= INPUT FOR THIS TASK =
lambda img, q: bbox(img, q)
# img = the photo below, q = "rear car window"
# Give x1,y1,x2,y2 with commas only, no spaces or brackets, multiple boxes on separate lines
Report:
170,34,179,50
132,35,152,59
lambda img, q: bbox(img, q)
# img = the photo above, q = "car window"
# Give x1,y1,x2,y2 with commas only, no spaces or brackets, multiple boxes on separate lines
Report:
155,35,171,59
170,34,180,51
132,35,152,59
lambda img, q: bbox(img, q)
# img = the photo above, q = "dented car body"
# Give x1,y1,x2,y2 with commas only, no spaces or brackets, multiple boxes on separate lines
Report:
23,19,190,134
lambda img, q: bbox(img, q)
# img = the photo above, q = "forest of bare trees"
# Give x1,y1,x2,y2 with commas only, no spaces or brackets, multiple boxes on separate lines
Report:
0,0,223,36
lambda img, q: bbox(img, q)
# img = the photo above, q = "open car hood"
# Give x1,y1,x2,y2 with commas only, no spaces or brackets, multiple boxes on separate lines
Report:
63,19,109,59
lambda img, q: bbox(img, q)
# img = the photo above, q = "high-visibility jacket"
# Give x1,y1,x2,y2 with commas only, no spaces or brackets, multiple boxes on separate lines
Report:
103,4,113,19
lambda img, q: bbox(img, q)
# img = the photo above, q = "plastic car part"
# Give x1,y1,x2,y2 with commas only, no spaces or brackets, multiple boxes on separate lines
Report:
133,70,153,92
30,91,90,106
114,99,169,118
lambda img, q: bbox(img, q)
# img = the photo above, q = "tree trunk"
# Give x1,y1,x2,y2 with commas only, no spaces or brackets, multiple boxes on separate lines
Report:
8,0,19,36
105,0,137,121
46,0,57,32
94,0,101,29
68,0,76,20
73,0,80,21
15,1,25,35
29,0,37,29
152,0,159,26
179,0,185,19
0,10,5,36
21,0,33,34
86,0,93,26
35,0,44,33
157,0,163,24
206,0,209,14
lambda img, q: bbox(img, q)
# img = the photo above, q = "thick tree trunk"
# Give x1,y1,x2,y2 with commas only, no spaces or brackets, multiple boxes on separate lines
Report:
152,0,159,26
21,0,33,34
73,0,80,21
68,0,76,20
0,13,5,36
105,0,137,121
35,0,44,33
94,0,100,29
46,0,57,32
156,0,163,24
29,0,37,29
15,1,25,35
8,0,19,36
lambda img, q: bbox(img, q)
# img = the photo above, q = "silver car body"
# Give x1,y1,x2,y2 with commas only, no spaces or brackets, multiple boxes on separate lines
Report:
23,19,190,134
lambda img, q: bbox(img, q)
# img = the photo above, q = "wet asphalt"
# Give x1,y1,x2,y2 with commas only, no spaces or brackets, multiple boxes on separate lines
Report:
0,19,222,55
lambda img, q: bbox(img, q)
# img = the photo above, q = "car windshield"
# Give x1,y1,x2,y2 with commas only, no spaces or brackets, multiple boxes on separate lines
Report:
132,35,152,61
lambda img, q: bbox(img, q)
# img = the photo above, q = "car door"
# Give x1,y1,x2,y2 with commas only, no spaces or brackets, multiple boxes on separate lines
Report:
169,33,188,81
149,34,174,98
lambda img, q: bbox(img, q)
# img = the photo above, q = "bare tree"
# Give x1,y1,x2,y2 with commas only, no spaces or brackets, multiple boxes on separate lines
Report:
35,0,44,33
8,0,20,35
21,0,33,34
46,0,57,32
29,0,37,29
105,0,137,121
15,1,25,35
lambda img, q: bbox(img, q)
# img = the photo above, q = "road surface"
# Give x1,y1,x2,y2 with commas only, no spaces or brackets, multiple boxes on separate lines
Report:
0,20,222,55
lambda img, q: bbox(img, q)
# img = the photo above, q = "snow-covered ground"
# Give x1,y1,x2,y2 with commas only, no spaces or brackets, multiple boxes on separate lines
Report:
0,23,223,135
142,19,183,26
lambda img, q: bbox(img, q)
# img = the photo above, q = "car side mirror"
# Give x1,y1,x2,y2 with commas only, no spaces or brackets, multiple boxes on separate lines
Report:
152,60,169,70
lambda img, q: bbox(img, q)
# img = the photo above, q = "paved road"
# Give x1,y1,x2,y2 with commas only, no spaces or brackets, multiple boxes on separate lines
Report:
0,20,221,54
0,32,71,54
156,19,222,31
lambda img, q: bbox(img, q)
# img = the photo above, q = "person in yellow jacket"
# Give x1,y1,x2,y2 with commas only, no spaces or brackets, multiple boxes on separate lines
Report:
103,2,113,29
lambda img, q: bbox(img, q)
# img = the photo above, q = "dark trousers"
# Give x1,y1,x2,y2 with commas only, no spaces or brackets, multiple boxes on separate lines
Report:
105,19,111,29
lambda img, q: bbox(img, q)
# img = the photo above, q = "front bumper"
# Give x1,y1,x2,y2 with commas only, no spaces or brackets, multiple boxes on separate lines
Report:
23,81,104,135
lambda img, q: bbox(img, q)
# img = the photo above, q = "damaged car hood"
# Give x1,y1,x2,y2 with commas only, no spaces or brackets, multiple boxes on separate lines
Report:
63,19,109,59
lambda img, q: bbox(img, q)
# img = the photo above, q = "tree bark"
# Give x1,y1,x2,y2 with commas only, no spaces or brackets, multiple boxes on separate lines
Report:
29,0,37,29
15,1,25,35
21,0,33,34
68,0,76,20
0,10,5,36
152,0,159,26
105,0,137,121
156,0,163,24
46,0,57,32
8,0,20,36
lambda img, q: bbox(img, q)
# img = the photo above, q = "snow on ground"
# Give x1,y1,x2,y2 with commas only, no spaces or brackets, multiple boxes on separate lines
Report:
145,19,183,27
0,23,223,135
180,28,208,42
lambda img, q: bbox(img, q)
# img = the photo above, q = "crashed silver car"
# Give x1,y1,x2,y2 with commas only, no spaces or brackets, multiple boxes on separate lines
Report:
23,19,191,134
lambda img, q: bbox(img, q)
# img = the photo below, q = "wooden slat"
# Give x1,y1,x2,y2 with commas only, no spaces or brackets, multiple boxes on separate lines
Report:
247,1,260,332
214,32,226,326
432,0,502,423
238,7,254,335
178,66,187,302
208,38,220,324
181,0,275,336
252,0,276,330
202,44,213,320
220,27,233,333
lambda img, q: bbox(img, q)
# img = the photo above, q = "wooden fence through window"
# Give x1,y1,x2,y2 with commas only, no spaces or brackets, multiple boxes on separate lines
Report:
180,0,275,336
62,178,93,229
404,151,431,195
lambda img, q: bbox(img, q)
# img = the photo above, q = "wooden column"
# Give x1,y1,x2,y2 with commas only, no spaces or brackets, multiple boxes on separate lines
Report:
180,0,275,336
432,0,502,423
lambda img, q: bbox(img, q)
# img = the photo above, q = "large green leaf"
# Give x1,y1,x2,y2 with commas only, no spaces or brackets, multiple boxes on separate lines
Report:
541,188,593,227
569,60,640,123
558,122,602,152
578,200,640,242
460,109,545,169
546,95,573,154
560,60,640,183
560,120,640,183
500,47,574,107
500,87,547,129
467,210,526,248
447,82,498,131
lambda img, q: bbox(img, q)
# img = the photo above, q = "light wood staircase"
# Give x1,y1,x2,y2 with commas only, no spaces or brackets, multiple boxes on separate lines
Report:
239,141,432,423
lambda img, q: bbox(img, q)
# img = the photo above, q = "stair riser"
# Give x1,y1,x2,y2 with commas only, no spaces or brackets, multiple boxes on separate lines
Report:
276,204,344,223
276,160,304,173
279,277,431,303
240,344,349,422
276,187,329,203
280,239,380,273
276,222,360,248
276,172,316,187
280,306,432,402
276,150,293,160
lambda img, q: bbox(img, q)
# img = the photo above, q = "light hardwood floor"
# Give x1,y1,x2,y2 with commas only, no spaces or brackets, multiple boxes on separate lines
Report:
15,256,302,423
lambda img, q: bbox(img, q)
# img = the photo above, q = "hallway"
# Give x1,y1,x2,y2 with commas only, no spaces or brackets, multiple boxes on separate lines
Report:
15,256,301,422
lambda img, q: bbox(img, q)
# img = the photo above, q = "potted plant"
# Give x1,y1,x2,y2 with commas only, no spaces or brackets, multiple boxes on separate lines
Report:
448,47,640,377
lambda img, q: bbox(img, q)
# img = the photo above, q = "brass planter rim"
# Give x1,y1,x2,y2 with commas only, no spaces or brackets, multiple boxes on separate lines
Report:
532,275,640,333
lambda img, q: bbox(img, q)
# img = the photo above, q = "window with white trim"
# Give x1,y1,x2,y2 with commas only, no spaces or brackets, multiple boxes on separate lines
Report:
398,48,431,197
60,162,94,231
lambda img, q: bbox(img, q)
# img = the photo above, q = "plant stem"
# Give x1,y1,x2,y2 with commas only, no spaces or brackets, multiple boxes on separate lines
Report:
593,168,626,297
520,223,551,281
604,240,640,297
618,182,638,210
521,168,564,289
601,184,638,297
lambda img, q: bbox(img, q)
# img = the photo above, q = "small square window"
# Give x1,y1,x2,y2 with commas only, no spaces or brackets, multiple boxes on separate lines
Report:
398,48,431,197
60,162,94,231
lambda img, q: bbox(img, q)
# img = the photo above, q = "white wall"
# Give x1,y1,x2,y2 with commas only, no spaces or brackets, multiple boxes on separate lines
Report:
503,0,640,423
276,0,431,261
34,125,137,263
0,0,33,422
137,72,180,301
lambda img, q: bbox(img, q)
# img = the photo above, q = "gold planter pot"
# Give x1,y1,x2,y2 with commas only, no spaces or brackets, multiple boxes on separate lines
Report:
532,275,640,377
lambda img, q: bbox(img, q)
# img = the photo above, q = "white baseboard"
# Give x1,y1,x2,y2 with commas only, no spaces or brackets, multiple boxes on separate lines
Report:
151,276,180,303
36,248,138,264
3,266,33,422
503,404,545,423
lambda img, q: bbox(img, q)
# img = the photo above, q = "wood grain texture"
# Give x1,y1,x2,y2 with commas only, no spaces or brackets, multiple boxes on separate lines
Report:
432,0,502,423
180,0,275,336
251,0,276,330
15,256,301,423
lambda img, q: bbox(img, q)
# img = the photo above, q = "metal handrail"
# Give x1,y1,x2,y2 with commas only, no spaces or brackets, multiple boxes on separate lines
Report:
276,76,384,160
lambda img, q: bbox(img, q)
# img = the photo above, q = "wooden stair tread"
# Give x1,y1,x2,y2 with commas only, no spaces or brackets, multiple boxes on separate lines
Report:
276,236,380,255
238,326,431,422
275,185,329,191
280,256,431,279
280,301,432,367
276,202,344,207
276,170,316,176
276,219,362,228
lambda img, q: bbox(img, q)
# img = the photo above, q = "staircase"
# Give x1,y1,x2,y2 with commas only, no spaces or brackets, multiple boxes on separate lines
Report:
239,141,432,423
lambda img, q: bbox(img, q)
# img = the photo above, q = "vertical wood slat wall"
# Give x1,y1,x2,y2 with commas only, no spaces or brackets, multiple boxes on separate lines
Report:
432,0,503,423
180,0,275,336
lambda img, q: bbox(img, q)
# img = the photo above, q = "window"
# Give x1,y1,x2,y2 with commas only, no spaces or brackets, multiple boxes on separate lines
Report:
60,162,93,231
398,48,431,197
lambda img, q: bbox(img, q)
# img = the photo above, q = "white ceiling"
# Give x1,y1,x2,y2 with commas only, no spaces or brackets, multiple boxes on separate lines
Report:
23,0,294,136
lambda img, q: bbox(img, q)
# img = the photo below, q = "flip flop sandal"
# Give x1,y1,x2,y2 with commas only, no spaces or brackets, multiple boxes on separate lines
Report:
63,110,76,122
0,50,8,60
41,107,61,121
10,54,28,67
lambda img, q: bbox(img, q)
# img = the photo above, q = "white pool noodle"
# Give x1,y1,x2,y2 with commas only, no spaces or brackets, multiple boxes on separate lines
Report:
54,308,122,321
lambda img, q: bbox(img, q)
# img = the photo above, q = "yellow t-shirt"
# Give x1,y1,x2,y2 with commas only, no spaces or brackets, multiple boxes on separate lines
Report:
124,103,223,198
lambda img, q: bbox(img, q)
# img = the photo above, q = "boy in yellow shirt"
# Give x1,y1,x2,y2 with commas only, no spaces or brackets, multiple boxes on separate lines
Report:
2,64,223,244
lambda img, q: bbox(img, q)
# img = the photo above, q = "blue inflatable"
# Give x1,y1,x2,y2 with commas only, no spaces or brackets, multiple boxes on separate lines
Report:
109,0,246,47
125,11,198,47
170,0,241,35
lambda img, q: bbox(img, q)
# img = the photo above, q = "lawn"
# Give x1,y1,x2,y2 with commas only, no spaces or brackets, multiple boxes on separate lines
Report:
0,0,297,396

= TASK =
Please extract each line of the records above that contains the string "silver".

= OUTPUT OF THE TASK =
# img = the photo above, q = "silver car body"
# img = the photo above, q = "crashed silver car"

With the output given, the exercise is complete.